• _TRY IT_
Find every line in the records below that contains "nightstand", and copy it.

• _LISTED ENTRIES_
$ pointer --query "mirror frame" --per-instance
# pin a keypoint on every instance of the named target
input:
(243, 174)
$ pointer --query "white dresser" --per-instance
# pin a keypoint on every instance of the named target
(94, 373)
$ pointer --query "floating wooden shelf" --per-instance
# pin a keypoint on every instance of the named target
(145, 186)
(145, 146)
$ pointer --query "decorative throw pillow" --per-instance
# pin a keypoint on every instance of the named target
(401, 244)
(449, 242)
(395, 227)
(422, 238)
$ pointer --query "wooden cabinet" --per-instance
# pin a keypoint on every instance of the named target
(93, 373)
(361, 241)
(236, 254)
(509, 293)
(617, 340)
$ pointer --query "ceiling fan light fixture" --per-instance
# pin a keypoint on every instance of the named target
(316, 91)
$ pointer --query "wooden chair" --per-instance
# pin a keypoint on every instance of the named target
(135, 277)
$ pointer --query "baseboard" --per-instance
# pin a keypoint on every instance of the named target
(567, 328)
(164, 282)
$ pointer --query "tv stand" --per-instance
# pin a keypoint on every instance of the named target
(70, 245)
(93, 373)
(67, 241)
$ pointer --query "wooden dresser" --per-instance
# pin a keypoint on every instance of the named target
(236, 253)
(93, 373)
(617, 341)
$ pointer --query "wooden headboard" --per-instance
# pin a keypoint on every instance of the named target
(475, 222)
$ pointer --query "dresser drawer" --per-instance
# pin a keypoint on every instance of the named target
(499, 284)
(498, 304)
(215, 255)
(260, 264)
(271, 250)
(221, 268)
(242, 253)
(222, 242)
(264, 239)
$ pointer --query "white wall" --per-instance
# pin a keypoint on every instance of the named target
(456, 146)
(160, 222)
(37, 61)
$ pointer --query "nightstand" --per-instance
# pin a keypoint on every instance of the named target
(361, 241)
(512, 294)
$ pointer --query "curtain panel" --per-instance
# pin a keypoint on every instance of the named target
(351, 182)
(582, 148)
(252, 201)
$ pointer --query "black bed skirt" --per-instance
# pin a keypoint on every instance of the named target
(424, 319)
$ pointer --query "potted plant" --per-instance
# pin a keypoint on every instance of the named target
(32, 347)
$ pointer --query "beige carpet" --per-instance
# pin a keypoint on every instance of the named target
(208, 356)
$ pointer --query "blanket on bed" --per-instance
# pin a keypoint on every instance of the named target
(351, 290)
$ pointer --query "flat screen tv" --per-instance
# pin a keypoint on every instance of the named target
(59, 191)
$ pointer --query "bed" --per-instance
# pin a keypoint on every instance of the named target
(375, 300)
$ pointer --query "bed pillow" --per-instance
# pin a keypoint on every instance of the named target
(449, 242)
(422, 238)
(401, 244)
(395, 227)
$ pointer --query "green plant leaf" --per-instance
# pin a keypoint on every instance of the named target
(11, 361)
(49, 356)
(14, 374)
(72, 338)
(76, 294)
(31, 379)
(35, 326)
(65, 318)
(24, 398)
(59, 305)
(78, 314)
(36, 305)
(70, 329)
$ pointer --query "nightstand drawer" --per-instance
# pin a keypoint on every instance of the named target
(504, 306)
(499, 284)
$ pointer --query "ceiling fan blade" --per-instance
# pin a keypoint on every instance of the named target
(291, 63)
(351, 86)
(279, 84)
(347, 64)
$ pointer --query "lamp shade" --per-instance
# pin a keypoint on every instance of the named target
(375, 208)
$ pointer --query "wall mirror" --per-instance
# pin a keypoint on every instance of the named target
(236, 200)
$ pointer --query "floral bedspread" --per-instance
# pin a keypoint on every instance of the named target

• _TASK RESULT_
$ pointer --query "nightstand" --per-instance
$ pointer --query "nightstand drawer" --per-instance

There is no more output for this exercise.